*Instruction*. Please write these lines as a JSON list of strings, one string per line, skipping blank lines and leaving the pictures out.

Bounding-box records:
== == ==

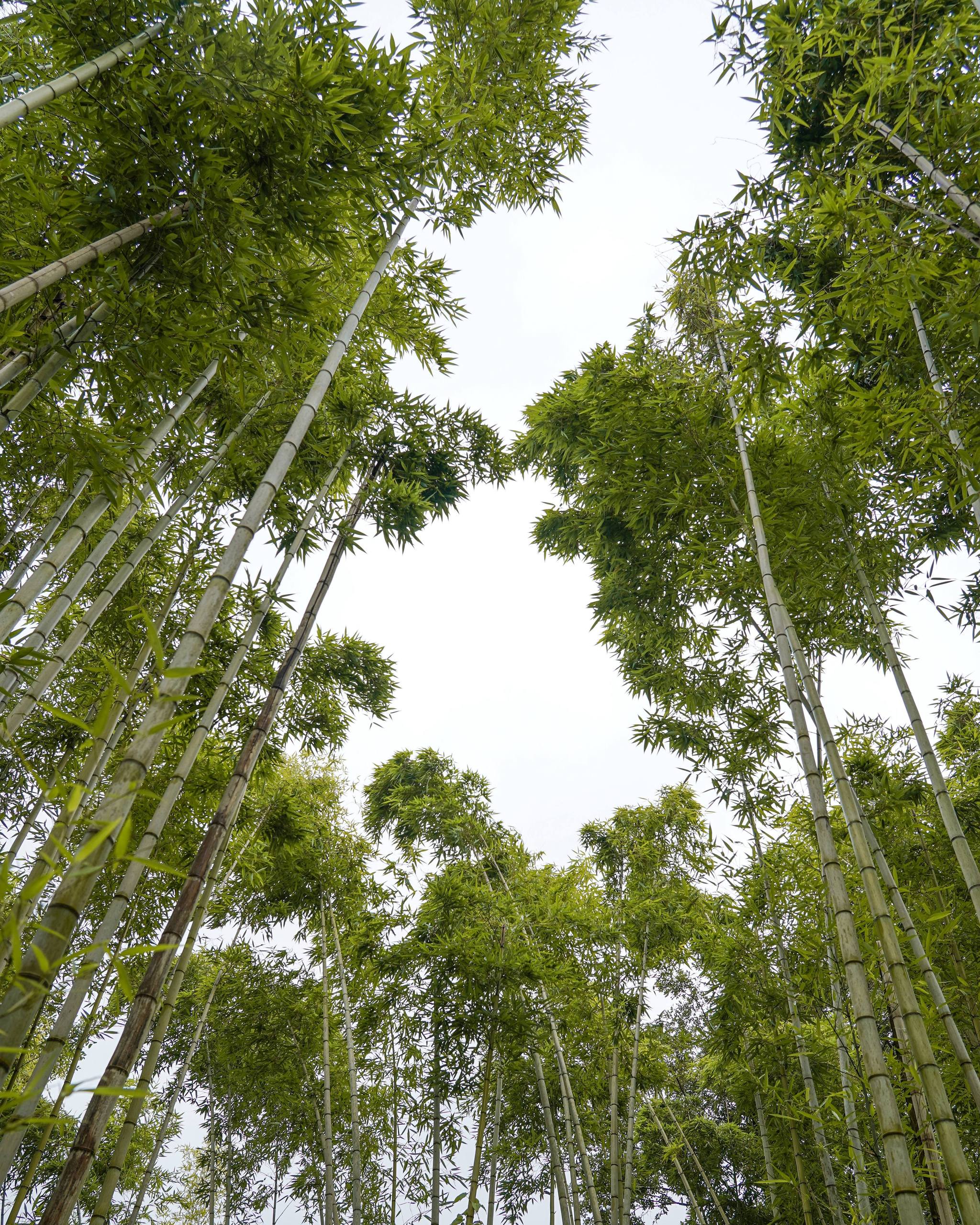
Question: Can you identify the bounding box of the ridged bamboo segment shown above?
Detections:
[0,204,189,313]
[660,1098,731,1225]
[717,339,925,1225]
[0,359,218,642]
[742,808,844,1225]
[909,301,980,527]
[530,1050,572,1225]
[745,1051,783,1225]
[2,468,92,591]
[775,622,980,1225]
[844,519,980,920]
[871,119,980,233]
[35,481,366,1225]
[827,941,875,1225]
[620,920,650,1225]
[0,533,201,1166]
[126,970,223,1225]
[486,1066,503,1225]
[0,465,345,1136]
[650,1105,708,1225]
[0,210,412,1078]
[545,1006,603,1225]
[0,302,109,434]
[330,906,361,1225]
[861,812,980,1110]
[0,21,167,127]
[320,893,337,1225]
[0,394,267,737]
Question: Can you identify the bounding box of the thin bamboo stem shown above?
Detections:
[0,20,167,127]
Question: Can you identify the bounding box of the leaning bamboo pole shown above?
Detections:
[0,393,268,737]
[0,20,167,127]
[773,617,980,1225]
[327,905,361,1225]
[0,206,412,1073]
[909,301,980,527]
[0,452,346,1136]
[0,301,109,434]
[622,920,650,1225]
[0,204,190,313]
[742,803,844,1225]
[649,1106,708,1225]
[320,892,338,1225]
[842,500,980,921]
[715,338,925,1225]
[530,1047,572,1225]
[871,119,980,234]
[0,359,218,638]
[126,970,225,1225]
[42,477,371,1225]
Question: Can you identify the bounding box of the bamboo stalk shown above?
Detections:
[485,1062,502,1225]
[530,1048,572,1225]
[126,970,225,1225]
[0,302,109,434]
[328,906,361,1225]
[0,208,412,1068]
[745,1051,783,1225]
[827,941,875,1225]
[717,339,925,1225]
[42,478,370,1225]
[742,803,844,1225]
[0,204,190,313]
[650,1106,710,1225]
[844,497,980,921]
[909,301,980,532]
[320,891,338,1225]
[660,1096,731,1225]
[0,20,167,127]
[0,393,268,736]
[0,359,218,638]
[871,119,980,234]
[624,920,650,1225]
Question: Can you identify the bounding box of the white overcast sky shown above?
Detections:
[278,0,973,860]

== == ==

*Correct result*.
[
  "Question: Can you identify the bounding box of the ridged bamboo segment shown above?",
  "Detections:",
  "[0,204,189,313]",
  "[660,1098,731,1225]",
  "[717,339,925,1225]",
  "[0,359,218,642]",
  "[742,808,844,1225]",
  "[909,301,980,527]",
  "[530,1050,572,1225]",
  "[745,1051,783,1225]",
  "[2,468,92,591]",
  "[775,622,980,1225]",
  "[844,519,980,920]",
  "[871,119,980,233]",
  "[35,481,366,1225]",
  "[827,941,875,1225]",
  "[620,920,650,1225]",
  "[0,533,201,1166]",
  "[126,970,223,1225]",
  "[486,1066,503,1225]",
  "[0,465,345,1136]",
  "[650,1105,708,1225]",
  "[0,210,412,1078]",
  "[545,1006,603,1225]",
  "[0,302,109,434]",
  "[330,906,361,1225]",
  "[861,812,980,1110]",
  "[0,21,167,127]",
  "[320,893,337,1225]",
  "[0,394,267,737]",
  "Question: Can you identify the bounding box of the thin bamboo stem shown above?",
  "Detections:",
  "[0,20,167,127]",
  "Question: Can you identify the bounding box of the leaning bamboo pole shown above?",
  "Detections:",
  "[0,393,268,737]",
  "[0,20,167,127]",
  "[773,617,980,1225]",
  "[327,905,361,1225]",
  "[0,206,412,1073]",
  "[909,301,980,527]",
  "[0,452,346,1136]",
  "[0,301,109,434]",
  "[622,920,650,1225]",
  "[0,204,190,313]",
  "[742,803,844,1225]",
  "[649,1106,708,1225]",
  "[320,892,338,1225]",
  "[842,500,980,921]",
  "[715,338,925,1225]",
  "[530,1047,572,1225]",
  "[871,119,980,234]",
  "[0,359,218,638]",
  "[126,970,225,1225]",
  "[42,477,371,1225]",
  "Question: Can you identify the bounding box of the bamboo stalk shown above?",
  "Detections:",
  "[485,1062,502,1225]",
  "[530,1048,572,1225]",
  "[126,970,225,1225]",
  "[0,302,109,434]",
  "[328,906,361,1225]",
  "[0,208,412,1068]",
  "[745,1051,783,1225]",
  "[827,941,875,1225]",
  "[717,339,925,1225]",
  "[42,478,370,1225]",
  "[742,803,844,1225]",
  "[0,204,190,313]",
  "[650,1106,710,1225]",
  "[844,497,980,921]",
  "[909,301,980,532]",
  "[320,891,338,1225]",
  "[660,1096,731,1225]",
  "[0,20,167,127]",
  "[0,393,268,736]",
  "[0,359,218,638]",
  "[871,119,980,234]",
  "[624,920,650,1225]",
  "Question: Can you identify the bounding box of the white overcast sky shown above?",
  "Detections:",
  "[278,0,973,860]"
]